— SOURCE EXCERPT —
1 Reply Latest reply on Oct 31, 2016 1:11 PM by black_zion

    Using hardware queues to break the multi-core CPU bottleneck

    kingfish

      With silicon clock scaling largely dead thanks to the laws of physics, computer scientists and chip designers have had to search for performance improvements in other areas — typically by improving architectural efficiency and reducing power consumption. Multi-core scaling may have paid big dividends with dual and quad-core chips, but largely plateaued thereafter. There are a number of reasons why adding new processor cores yields diminishing marginal returns. One of the critical causes is the steep overhead associated with maintaining cache coherency between cores that share data sets. Now, a team of researchers working with Intel think they may have found a solution. If their work proves useful, it could offer a significant performance boost in certain applications.

— RAW DATA —
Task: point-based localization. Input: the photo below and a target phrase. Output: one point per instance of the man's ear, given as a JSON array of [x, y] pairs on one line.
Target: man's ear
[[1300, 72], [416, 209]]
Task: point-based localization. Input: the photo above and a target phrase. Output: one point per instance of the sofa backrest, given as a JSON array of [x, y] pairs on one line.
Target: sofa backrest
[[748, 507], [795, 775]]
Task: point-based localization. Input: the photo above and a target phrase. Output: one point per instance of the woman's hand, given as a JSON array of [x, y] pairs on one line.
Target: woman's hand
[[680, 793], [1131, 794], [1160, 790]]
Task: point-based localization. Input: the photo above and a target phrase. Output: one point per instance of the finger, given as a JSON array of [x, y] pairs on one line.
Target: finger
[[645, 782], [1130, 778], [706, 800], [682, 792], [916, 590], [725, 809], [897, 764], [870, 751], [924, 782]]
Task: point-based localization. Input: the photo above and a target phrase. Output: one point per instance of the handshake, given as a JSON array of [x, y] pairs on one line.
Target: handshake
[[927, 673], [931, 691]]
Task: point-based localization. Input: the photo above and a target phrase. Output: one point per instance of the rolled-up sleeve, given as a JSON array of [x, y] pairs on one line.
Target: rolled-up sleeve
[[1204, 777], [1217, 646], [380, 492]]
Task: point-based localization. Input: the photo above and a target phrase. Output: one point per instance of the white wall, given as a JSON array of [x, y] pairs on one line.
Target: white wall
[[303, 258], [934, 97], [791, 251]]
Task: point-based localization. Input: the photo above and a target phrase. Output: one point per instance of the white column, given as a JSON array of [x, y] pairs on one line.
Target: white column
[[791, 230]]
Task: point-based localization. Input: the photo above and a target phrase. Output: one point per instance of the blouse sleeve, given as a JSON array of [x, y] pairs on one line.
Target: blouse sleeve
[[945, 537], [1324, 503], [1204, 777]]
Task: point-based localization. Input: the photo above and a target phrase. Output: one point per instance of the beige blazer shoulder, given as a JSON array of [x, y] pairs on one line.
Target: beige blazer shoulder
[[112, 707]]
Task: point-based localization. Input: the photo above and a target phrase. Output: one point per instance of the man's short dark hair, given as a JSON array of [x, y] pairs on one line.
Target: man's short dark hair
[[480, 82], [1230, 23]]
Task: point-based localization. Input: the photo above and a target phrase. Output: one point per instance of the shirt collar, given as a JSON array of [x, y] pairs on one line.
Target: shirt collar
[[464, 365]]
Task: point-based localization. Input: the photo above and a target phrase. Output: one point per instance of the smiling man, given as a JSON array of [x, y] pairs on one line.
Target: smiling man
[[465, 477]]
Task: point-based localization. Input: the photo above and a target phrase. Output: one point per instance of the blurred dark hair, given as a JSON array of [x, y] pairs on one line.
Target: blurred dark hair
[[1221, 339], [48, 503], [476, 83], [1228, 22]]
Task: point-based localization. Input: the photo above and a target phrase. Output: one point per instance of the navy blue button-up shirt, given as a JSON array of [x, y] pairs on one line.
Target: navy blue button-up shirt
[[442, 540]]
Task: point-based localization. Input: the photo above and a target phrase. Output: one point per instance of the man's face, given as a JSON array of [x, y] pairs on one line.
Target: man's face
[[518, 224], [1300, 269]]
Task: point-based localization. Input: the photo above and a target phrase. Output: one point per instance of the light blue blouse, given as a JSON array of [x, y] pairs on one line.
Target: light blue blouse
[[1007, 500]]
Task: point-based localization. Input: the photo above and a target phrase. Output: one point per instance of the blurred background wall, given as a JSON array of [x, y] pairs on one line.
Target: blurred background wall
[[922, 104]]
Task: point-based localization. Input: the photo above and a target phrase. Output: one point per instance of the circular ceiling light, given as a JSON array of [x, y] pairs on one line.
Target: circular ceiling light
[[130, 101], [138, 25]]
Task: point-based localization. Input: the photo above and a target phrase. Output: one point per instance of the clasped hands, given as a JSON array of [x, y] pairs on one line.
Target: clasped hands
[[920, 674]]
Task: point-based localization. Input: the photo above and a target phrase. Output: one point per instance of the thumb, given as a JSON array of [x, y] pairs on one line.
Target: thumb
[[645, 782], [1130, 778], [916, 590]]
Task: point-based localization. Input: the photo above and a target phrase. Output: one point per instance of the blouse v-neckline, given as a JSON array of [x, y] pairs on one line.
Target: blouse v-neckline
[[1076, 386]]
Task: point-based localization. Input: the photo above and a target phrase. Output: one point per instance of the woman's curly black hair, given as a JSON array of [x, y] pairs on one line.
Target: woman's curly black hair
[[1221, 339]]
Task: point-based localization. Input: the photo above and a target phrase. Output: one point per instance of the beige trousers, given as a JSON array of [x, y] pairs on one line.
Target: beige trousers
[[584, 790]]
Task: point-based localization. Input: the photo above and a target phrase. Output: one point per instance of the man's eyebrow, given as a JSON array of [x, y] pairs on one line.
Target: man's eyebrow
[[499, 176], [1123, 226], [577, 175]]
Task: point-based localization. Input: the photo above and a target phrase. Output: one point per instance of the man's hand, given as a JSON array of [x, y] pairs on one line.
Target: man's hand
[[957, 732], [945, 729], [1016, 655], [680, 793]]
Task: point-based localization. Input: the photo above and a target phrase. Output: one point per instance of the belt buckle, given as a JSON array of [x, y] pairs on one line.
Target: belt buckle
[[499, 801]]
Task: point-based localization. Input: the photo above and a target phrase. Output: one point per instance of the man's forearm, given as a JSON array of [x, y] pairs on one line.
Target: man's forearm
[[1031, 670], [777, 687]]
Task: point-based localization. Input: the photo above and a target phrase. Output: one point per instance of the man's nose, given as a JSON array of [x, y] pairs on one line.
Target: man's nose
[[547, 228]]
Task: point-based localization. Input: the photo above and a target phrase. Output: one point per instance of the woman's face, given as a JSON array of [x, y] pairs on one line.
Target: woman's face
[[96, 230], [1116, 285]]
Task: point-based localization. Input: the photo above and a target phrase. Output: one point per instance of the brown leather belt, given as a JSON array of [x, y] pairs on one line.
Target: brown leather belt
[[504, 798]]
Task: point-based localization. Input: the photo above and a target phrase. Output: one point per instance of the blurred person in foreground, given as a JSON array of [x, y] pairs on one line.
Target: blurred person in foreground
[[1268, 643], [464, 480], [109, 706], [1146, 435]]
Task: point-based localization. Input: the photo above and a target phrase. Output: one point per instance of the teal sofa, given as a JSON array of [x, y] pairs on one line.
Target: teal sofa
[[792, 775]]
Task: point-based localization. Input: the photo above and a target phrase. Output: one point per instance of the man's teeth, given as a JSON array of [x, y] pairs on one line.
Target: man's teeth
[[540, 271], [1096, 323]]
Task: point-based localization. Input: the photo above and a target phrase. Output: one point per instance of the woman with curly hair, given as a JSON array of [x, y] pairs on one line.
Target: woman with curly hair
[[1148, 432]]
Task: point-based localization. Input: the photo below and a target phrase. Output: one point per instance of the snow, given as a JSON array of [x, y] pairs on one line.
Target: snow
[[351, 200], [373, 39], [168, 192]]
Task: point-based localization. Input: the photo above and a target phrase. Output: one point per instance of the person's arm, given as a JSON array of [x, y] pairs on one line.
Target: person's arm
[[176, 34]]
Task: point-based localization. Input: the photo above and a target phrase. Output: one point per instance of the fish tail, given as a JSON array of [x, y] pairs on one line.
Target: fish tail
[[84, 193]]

— EXERCISE INSTRUCTIONS —
1. In the hardware queues post, reproduce everything from "Using hardware queues" down to "in certain applications.", changing "cache coherency" to "memory consistency".
2. List every group of people that the hardware queues post names as working on processor performance.
3. According to the hardware queues post, what is one of the critical causes of diminishing returns from adding processor cores?

— SOLUTIONS IN ORDER —
1.
Using hardware queues to break the multi-core CPU bottleneck

    kingfish

      With silicon clock scaling largely dead thanks to the laws of physics, computer scientists and chip designers have had to search for performance improvements in other areas — typically by improving architectural efficiency and reducing power consumption. Multi-core scaling may have paid big dividends with dual and quad-core chips, but largely plateaued thereafter. There are a number of reasons why adding new processor cores yields diminishing marginal returns. One of the critical causes is the steep overhead associated with maintaining memory consistency between cores that share data sets. Now, a team of researchers working with Intel think they may have found a solution. If their work proves useful, it could offer a significant performance boost in certain applications.

2.
computer scientists
chip designers
a team of researchers working with Intel

3. The steep overhead of maintaining cache coherency between cores that share data sets.